■ **WORK TO BE COMPLETED**
Reproduce the following lines verbatim, starting at the beginning of the records and ending at the line that contains "(1174, 477)", with both ends included. Leave the pictures out of the answer.

--- Start of DATASET EXTRACT ---

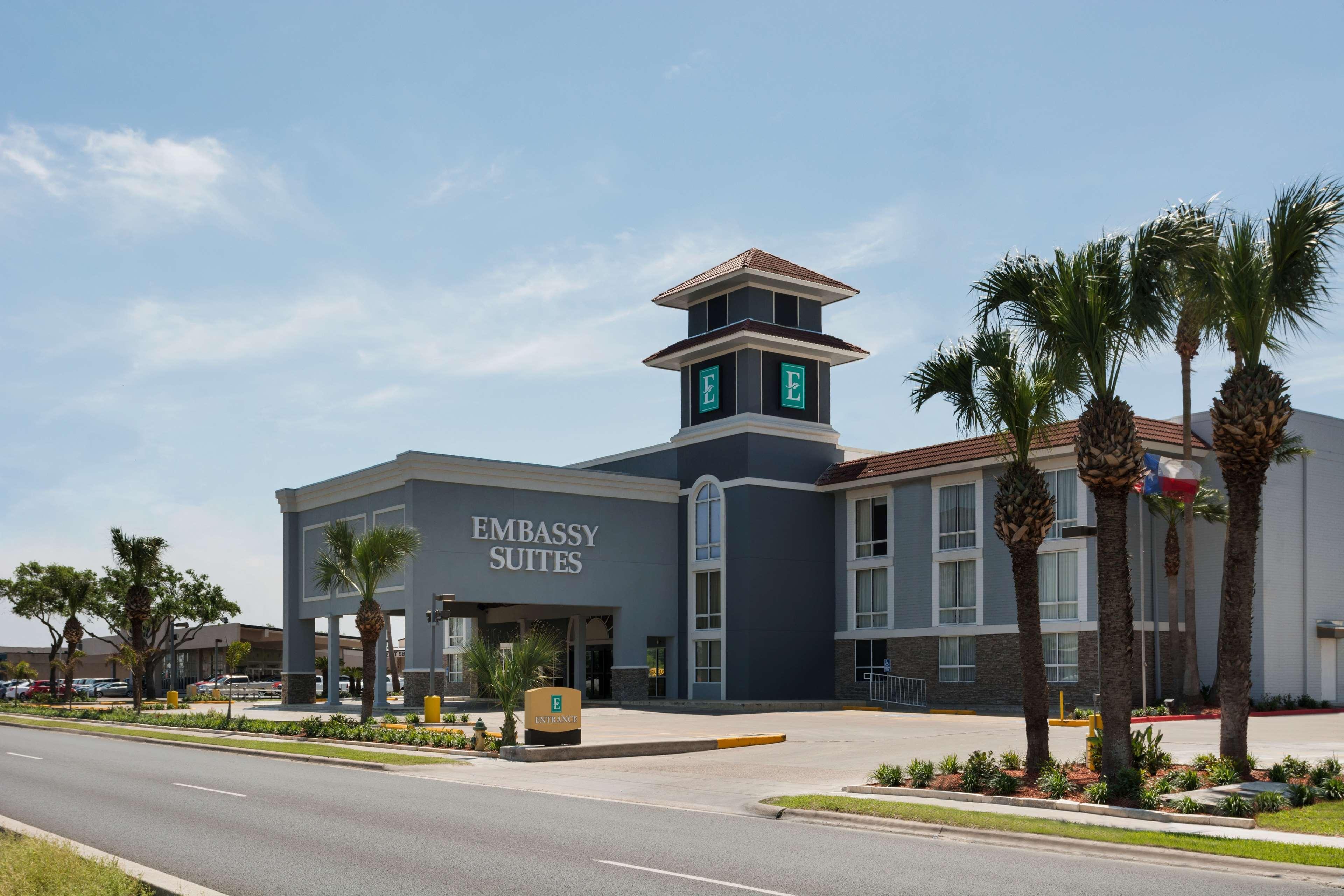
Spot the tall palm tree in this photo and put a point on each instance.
(1102, 304)
(507, 676)
(363, 562)
(1273, 284)
(995, 387)
(1209, 506)
(142, 558)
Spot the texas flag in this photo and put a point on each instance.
(1174, 477)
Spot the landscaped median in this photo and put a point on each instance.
(237, 745)
(934, 817)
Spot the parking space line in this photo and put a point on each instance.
(227, 793)
(707, 880)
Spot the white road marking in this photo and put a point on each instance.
(707, 880)
(227, 793)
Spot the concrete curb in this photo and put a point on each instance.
(269, 754)
(155, 880)
(1094, 849)
(1059, 805)
(635, 749)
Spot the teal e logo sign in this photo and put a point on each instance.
(709, 389)
(793, 386)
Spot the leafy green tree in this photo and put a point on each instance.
(1272, 281)
(166, 597)
(996, 387)
(1209, 506)
(236, 655)
(363, 562)
(1104, 304)
(509, 675)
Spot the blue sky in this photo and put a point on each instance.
(254, 246)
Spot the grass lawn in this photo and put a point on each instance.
(273, 746)
(1322, 819)
(33, 867)
(1261, 849)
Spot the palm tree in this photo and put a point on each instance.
(363, 562)
(1209, 506)
(142, 558)
(1272, 280)
(995, 387)
(1102, 304)
(507, 676)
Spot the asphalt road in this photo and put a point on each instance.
(249, 825)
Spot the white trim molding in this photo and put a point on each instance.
(468, 471)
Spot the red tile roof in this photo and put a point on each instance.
(982, 448)
(757, 327)
(757, 260)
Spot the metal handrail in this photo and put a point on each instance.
(894, 690)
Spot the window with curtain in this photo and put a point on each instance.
(709, 601)
(1058, 578)
(1064, 487)
(870, 527)
(958, 593)
(707, 537)
(1061, 656)
(870, 598)
(958, 516)
(958, 659)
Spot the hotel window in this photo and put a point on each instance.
(1064, 487)
(958, 593)
(709, 602)
(709, 663)
(1061, 656)
(707, 537)
(956, 659)
(870, 528)
(1058, 585)
(870, 659)
(870, 598)
(958, 516)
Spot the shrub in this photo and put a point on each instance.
(1224, 773)
(1126, 782)
(921, 773)
(1006, 785)
(1269, 801)
(886, 776)
(1056, 784)
(1300, 796)
(1097, 793)
(979, 770)
(1332, 789)
(1296, 768)
(1187, 806)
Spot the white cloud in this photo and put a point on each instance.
(132, 183)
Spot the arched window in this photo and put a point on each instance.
(707, 538)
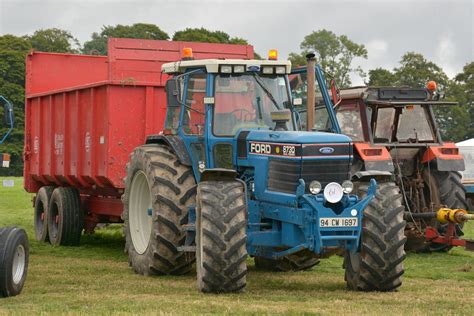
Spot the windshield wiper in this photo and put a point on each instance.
(267, 92)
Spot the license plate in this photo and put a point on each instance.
(338, 222)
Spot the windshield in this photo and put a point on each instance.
(246, 101)
(349, 120)
(413, 124)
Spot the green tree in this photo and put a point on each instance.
(13, 51)
(334, 53)
(54, 40)
(98, 43)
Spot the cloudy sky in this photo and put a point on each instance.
(443, 31)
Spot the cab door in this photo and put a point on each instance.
(325, 116)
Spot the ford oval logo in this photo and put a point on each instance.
(326, 150)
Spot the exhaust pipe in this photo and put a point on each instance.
(311, 78)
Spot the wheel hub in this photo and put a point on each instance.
(140, 212)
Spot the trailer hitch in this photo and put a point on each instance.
(451, 217)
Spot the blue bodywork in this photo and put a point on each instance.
(281, 223)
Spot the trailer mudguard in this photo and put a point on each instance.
(174, 142)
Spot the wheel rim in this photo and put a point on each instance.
(18, 266)
(54, 220)
(140, 208)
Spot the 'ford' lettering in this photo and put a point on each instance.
(326, 150)
(260, 148)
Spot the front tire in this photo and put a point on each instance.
(14, 257)
(221, 237)
(378, 266)
(158, 193)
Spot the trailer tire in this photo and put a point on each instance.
(42, 200)
(65, 217)
(168, 189)
(221, 237)
(14, 255)
(378, 266)
(301, 261)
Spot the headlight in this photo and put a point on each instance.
(333, 192)
(347, 186)
(315, 187)
(226, 69)
(267, 70)
(280, 70)
(239, 69)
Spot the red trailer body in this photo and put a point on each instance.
(85, 114)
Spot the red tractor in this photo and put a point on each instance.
(396, 140)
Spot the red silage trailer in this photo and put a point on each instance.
(86, 114)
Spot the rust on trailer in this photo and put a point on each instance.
(85, 114)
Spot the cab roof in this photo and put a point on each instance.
(213, 65)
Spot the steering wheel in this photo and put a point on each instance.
(242, 112)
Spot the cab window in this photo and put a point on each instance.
(194, 116)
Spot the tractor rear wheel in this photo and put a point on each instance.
(14, 254)
(378, 266)
(158, 193)
(221, 237)
(300, 261)
(65, 217)
(41, 213)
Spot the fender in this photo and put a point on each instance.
(446, 157)
(374, 157)
(174, 142)
(218, 174)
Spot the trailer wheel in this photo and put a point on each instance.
(158, 193)
(221, 237)
(378, 266)
(65, 217)
(14, 254)
(300, 261)
(41, 213)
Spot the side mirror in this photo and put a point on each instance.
(297, 101)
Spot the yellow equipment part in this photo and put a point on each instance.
(457, 216)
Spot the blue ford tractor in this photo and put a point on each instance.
(233, 175)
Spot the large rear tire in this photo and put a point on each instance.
(301, 261)
(41, 213)
(221, 237)
(378, 266)
(65, 217)
(14, 257)
(158, 193)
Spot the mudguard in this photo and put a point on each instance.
(174, 142)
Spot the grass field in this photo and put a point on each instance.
(95, 278)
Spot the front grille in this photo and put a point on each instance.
(283, 175)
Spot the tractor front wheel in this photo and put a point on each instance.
(378, 265)
(158, 193)
(221, 224)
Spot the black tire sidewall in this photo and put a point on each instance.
(14, 237)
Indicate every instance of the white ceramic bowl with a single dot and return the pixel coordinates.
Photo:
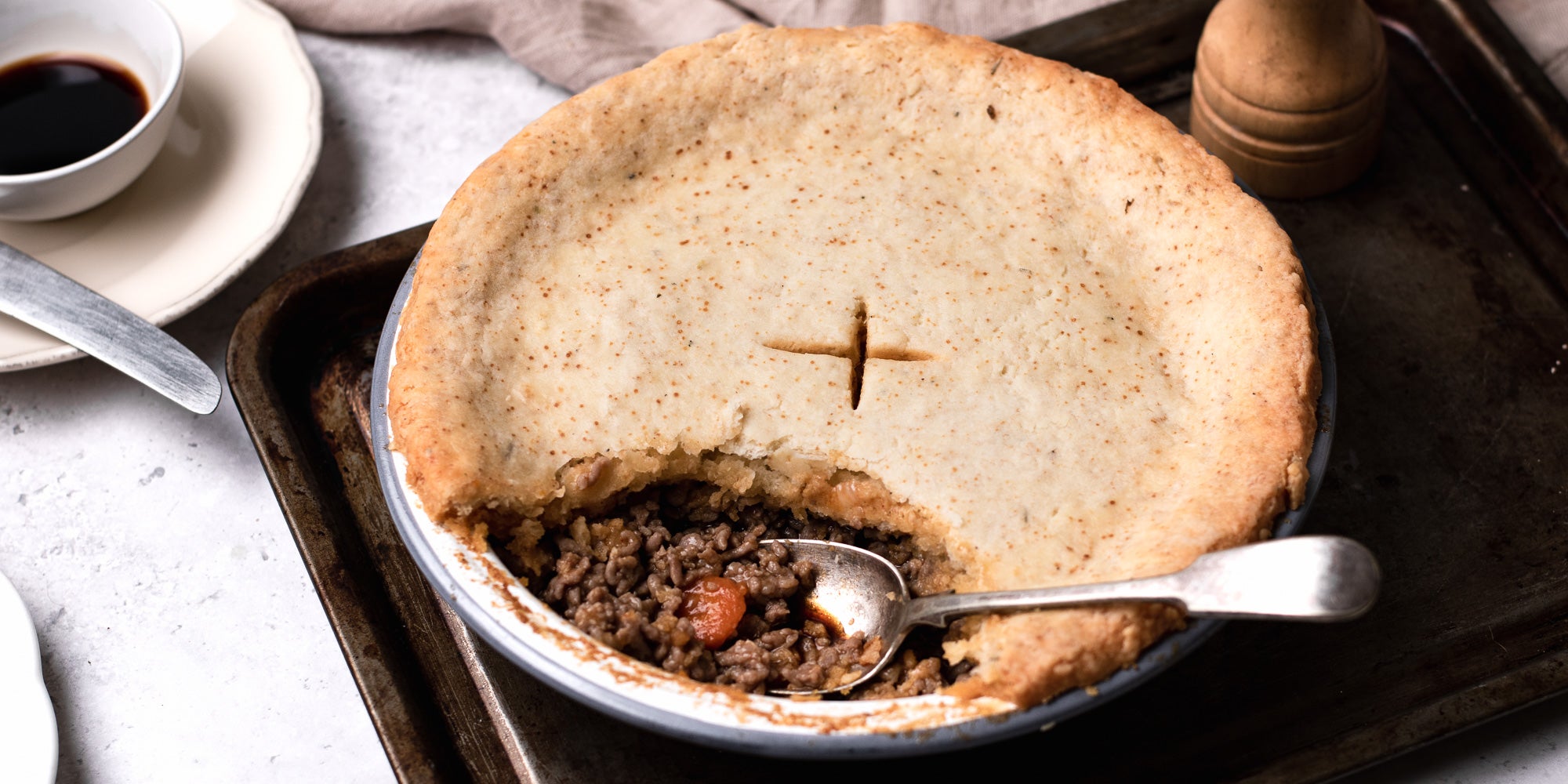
(136, 34)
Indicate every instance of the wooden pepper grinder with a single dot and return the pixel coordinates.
(1291, 93)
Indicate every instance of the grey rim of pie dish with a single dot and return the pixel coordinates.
(1155, 659)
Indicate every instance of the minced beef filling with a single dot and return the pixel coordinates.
(625, 576)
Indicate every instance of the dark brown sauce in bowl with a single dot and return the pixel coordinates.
(60, 109)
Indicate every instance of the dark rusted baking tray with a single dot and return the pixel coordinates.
(1443, 272)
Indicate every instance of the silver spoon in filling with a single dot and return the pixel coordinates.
(1296, 579)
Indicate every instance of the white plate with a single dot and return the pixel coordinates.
(238, 161)
(29, 742)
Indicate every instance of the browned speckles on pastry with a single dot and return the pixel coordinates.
(1098, 313)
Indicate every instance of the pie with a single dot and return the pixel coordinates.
(913, 285)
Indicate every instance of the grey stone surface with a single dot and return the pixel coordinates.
(181, 636)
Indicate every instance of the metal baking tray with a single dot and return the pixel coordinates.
(1443, 274)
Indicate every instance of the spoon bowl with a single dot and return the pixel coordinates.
(1296, 579)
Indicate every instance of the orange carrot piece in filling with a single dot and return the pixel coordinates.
(714, 606)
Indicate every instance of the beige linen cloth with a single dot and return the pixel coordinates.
(576, 43)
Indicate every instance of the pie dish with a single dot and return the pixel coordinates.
(901, 280)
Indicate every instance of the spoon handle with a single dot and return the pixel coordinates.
(1301, 578)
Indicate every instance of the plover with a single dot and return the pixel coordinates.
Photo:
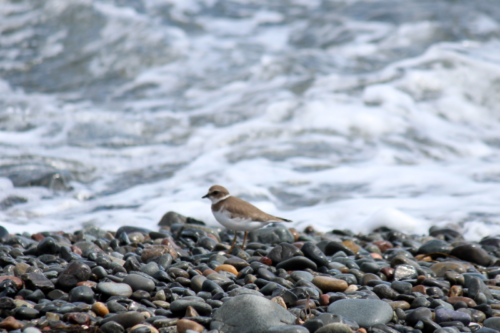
(237, 214)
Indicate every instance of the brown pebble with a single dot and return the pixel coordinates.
(383, 245)
(100, 309)
(456, 290)
(470, 302)
(226, 268)
(185, 324)
(10, 323)
(191, 312)
(294, 233)
(419, 288)
(326, 284)
(324, 299)
(279, 300)
(78, 318)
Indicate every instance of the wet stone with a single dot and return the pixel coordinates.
(404, 272)
(297, 263)
(473, 253)
(72, 274)
(250, 313)
(272, 234)
(366, 312)
(417, 315)
(282, 252)
(137, 282)
(114, 289)
(435, 246)
(112, 327)
(313, 252)
(126, 320)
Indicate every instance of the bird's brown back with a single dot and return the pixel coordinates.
(242, 209)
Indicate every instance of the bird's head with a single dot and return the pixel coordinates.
(216, 193)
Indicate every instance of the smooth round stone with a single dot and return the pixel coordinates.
(138, 282)
(334, 247)
(302, 275)
(100, 309)
(81, 294)
(366, 312)
(48, 246)
(287, 329)
(417, 315)
(443, 314)
(441, 268)
(188, 326)
(493, 322)
(402, 287)
(404, 272)
(197, 282)
(26, 313)
(250, 313)
(434, 246)
(297, 263)
(282, 252)
(150, 268)
(114, 289)
(473, 253)
(181, 305)
(226, 268)
(112, 327)
(327, 284)
(314, 253)
(31, 330)
(4, 234)
(384, 291)
(126, 319)
(73, 273)
(335, 328)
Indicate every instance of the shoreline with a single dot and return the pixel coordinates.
(179, 278)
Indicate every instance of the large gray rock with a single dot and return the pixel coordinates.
(366, 312)
(250, 314)
(273, 234)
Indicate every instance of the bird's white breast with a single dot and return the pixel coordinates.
(238, 224)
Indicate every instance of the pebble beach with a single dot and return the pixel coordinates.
(180, 278)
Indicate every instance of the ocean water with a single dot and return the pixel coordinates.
(335, 113)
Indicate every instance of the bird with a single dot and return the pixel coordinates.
(237, 214)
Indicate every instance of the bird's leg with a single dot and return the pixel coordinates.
(234, 242)
(244, 240)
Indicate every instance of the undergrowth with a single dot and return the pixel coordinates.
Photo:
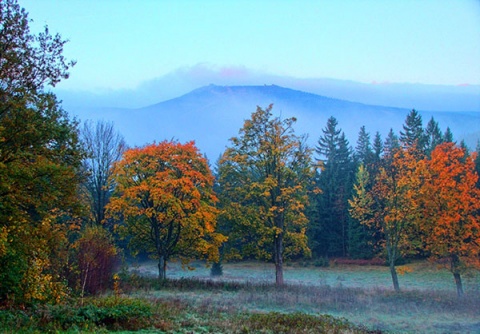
(200, 305)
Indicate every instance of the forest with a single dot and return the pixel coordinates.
(76, 203)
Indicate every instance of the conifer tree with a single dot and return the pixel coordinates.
(433, 136)
(413, 134)
(329, 228)
(448, 136)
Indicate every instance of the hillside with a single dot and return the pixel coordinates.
(212, 114)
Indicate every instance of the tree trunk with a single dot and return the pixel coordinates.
(162, 268)
(393, 271)
(279, 260)
(458, 283)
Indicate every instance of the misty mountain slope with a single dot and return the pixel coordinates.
(212, 114)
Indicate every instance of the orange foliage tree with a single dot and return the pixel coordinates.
(390, 206)
(450, 203)
(165, 195)
(263, 181)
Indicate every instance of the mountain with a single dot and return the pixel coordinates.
(212, 114)
(465, 97)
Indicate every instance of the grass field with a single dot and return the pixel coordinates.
(361, 294)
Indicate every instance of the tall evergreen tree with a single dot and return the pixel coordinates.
(363, 150)
(412, 134)
(329, 228)
(448, 136)
(477, 163)
(391, 145)
(377, 146)
(433, 136)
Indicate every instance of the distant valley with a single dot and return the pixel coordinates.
(212, 114)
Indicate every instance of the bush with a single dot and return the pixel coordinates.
(217, 269)
(111, 313)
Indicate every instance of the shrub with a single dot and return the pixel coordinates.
(96, 257)
(322, 262)
(217, 269)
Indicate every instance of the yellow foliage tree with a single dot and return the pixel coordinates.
(164, 193)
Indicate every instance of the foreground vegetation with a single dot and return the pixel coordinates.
(243, 300)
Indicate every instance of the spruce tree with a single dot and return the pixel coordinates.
(363, 150)
(433, 136)
(412, 134)
(448, 136)
(328, 233)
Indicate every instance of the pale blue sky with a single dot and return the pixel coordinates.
(122, 43)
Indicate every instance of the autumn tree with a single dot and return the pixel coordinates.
(451, 202)
(39, 162)
(390, 206)
(164, 194)
(103, 146)
(264, 177)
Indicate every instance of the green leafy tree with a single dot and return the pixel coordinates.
(39, 162)
(264, 177)
(164, 194)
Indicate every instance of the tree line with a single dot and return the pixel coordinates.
(73, 196)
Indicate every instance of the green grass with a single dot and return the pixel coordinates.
(245, 300)
(361, 294)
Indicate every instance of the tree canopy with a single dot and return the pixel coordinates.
(165, 196)
(39, 162)
(264, 176)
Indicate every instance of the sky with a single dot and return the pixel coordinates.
(120, 44)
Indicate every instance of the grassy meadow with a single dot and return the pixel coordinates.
(361, 294)
(336, 299)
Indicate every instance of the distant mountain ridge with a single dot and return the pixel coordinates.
(212, 114)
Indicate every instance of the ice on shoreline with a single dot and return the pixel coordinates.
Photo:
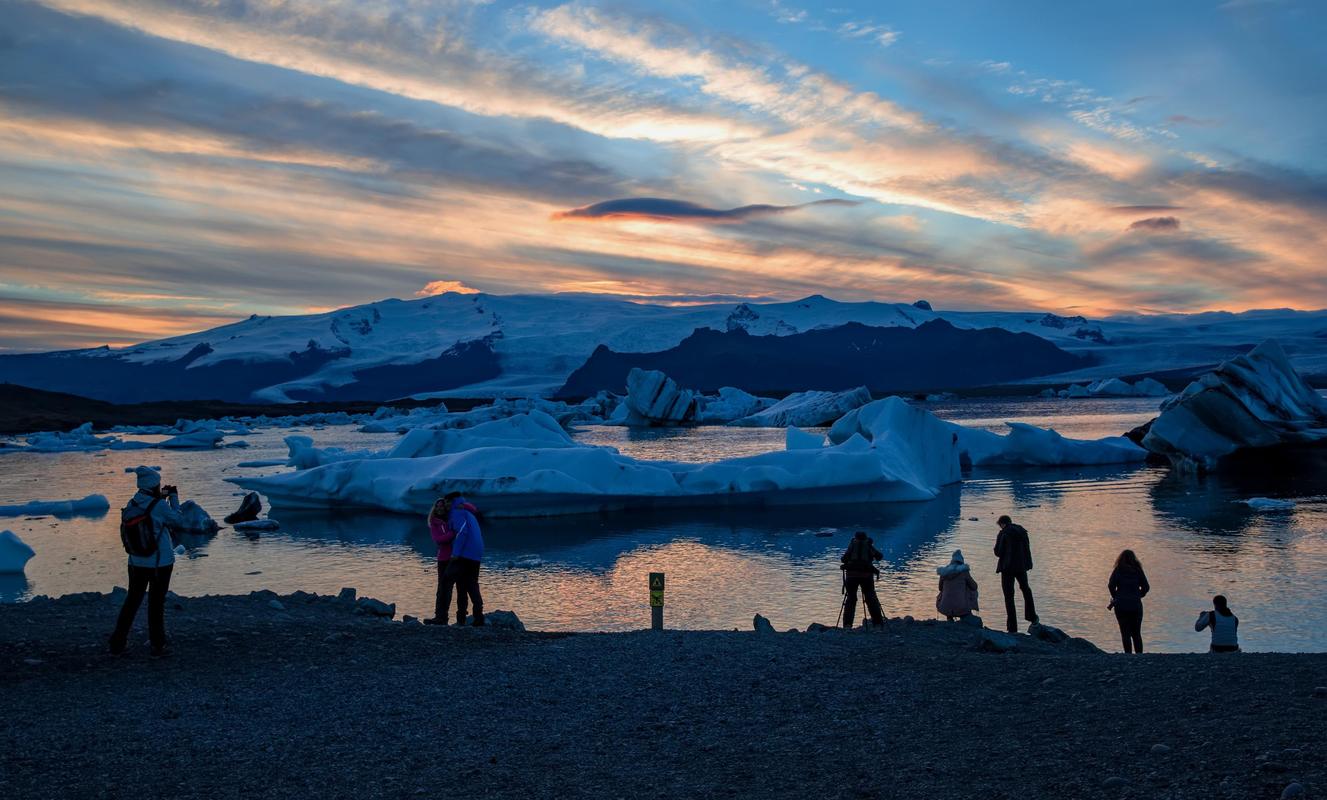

--- End of DATASET EXTRACT ---

■ **PROBLEM SOLUTION**
Spot the tall palm tree in this photo and put a point on each instance.
(1102, 304)
(507, 676)
(363, 562)
(1273, 284)
(995, 387)
(1209, 506)
(142, 558)
Spot the texas flag in this photo and put a point on each instance.
(1174, 477)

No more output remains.